Extract

□ □ □ □ □ □ □

Still, the fix was in all along and few on the committee listened to pleas and protestations against the privatization of Avoyelles Correctional Center in Cottonport.

Even more surprising was four of the committee members who between them, received $64,000 from the American Legislative Exchange Council (ALEC), went contrary to ALEC’s—and Jindal’s—wishes and voted against privatizing Avoyelles, closing the J. Levy Dabadie Correctional Center in Pineville and transferring its 330 low-risk offenders to Avoyelles and for closing the Forcht Wade residential substance abuse facility in Caddo Parish and moving its inmates to the David Wade Correctional Center in Homer.

Four of the 11 who voted against the bill, including two Republicans and two Democrats, received $2,500 each from Jindal in campaign contributions but apparently felt that keeping the prisons and their guards employed outweighed the Jindal campaign contributions. They included Democrats Walt Leger and Jared Brossett, both of New Orleans, and Republicans James Morris of Oil City and Brett Geymann of Lake Charles. Morris and Geymann were the only Republicans to vote no.

One has to wonder if Jindal will demand a rebate on his investments since there were no committee chairmanships among the four to take away.

Four of five Democrats on the committee who receive contributions from neither ALEC nor Jindal voted no. They were Patricia Haynes Smith and Edward James of Baton Rouge, Helena Moreno of New Orleans and Roy Burrell of Shreveport. Robert Billiot of Westwego broke ranks with his fellow Democrats and voted in favor of the bill.

Also predictably, Rep. Jim Fannin (D-Jonesboro) held onto his committee chairmanship by metaphorically kissing Jindal’s ring (some may have a lower opinion, anatomically speaking) by voting in favor of the bill. The memory of the removal of Rep. Harold Richie (D-Bogalusa) as vice-chairman of the House Committee on Insurance had to be fresh on Fannin’s mind. Richie, sitting on the House Ways and Means Committee, voted against a proposed tax rebate for those who donate money for scholarships to private and parochial schools and was promptly stripped of his vice chairmanship of the Committee on Insurance.

The only other Democrat besides Fannin to vote for the measure was Robert Billiot of Westwego.

□ □ □ □ □ □ □

[Saved data entries]
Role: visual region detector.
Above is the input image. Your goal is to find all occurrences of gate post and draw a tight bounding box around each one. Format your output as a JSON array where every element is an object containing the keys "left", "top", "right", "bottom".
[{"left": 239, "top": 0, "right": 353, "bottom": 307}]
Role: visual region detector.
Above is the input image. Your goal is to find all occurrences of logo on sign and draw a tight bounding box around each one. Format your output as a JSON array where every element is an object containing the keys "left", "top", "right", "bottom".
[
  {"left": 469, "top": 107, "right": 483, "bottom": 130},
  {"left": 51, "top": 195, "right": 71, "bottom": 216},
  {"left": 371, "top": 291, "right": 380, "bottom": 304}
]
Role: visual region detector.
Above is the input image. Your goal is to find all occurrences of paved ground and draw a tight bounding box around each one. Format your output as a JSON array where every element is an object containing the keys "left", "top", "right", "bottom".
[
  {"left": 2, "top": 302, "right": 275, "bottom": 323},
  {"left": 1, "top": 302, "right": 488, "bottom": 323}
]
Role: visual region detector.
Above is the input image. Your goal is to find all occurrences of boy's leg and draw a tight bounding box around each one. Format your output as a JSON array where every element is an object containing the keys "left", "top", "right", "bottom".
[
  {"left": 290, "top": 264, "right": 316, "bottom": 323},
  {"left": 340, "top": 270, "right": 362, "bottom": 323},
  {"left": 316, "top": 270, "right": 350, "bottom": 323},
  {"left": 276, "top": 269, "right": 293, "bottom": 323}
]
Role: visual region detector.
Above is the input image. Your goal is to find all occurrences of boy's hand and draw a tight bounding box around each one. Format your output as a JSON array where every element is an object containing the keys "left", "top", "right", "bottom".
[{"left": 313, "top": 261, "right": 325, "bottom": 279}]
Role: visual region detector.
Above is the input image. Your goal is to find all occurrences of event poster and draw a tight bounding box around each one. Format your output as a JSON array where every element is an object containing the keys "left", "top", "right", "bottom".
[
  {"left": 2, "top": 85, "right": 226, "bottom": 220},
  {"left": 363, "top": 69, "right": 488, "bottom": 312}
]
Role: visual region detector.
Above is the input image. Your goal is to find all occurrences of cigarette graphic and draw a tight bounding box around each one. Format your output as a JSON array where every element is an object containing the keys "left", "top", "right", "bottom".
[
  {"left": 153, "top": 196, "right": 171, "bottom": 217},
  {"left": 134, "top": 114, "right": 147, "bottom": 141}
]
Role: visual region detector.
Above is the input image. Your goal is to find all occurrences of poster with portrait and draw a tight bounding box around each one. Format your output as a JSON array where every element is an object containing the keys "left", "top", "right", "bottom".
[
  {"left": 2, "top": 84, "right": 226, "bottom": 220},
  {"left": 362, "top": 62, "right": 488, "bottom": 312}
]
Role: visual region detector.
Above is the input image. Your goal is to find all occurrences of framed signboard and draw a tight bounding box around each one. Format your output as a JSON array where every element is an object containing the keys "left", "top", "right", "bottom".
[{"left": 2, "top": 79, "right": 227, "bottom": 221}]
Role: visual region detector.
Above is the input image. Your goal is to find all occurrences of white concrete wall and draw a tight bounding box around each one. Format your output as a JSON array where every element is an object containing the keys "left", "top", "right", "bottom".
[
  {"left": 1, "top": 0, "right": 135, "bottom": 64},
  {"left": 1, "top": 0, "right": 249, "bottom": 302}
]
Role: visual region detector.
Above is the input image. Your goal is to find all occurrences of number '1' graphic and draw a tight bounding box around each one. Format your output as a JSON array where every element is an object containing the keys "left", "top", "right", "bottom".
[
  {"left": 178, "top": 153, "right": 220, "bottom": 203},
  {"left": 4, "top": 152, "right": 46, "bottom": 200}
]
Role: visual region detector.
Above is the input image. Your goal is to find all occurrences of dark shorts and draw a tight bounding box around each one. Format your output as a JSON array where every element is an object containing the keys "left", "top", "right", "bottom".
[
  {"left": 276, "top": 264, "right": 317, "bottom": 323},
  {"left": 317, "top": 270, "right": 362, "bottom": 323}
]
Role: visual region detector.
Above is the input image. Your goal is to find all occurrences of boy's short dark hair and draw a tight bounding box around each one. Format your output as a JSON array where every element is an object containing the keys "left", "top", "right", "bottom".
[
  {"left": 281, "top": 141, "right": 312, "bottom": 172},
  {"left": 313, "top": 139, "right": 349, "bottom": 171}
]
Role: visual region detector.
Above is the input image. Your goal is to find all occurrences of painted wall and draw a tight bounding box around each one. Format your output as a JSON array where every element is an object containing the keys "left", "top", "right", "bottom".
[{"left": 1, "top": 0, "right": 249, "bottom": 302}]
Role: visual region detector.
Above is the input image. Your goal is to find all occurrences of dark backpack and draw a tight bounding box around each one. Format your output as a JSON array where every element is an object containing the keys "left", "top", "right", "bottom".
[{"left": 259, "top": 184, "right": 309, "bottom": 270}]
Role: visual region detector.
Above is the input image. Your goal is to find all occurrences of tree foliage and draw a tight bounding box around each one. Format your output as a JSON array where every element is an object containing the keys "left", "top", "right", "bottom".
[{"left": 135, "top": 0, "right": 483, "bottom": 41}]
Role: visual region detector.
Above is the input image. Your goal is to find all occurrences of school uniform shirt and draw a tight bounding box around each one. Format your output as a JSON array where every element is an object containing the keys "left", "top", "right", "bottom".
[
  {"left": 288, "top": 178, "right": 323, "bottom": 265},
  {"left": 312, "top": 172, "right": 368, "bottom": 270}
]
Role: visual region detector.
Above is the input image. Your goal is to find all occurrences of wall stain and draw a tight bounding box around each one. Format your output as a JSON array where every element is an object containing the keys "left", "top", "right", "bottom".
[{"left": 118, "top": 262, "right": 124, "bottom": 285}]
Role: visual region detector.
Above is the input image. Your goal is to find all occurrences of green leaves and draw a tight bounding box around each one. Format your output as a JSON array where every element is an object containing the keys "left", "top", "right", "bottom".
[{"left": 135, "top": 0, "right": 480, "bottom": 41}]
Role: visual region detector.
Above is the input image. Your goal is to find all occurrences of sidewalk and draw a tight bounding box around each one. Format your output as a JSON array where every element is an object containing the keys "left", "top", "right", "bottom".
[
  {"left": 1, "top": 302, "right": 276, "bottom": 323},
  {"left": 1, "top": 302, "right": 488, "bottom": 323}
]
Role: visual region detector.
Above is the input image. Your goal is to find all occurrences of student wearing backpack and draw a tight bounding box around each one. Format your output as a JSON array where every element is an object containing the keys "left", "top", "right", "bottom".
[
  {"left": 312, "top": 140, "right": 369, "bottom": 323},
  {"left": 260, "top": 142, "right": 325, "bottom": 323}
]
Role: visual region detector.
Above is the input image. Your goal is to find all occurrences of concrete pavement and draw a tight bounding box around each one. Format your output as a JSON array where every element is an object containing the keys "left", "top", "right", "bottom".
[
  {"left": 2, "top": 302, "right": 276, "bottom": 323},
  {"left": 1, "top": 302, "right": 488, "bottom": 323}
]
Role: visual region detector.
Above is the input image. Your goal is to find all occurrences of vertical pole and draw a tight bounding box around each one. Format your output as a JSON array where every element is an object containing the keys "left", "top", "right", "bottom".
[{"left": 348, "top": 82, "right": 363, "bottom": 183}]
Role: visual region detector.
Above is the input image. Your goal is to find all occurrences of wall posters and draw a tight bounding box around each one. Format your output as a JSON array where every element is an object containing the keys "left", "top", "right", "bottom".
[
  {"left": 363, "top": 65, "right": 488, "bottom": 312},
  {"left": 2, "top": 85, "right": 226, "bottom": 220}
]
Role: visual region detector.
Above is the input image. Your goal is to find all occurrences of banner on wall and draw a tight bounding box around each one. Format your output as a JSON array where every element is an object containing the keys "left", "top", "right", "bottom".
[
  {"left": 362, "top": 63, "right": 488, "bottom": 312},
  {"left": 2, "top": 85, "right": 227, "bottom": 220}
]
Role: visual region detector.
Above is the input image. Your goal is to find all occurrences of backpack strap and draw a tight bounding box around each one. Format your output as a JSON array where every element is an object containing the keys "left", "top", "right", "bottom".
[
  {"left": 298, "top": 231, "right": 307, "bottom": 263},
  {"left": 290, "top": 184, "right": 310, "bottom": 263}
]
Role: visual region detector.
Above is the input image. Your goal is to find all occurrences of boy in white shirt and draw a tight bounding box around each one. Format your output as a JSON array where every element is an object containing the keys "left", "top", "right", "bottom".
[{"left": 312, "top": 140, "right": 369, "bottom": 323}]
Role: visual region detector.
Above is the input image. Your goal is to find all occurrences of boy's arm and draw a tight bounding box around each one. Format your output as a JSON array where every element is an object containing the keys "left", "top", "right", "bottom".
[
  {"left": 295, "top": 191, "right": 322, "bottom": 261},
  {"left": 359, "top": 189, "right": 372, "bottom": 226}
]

□ □ □ □ □ □ □

Action item
In the article on the prison privatization vote, swap "Jim Fannin" for "James Fannin" in the passage that begins at the words "Also predictably, Rep." and stops after "Billiot of Westwego.", then give that passage again.

Exercise answer
Also predictably, Rep. James Fannin (D-Jonesboro) held onto his committee chairmanship by metaphorically kissing Jindal’s ring (some may have a lower opinion, anatomically speaking) by voting in favor of the bill. The memory of the removal of Rep. Harold Richie (D-Bogalusa) as vice-chairman of the House Committee on Insurance had to be fresh on Fannin’s mind. Richie, sitting on the House Ways and Means Committee, voted against a proposed tax rebate for those who donate money for scholarships to private and parochial schools and was promptly stripped of his vice chairmanship of the Committee on Insurance.

The only other Democrat besides Fannin to vote for the measure was Robert Billiot of Westwego.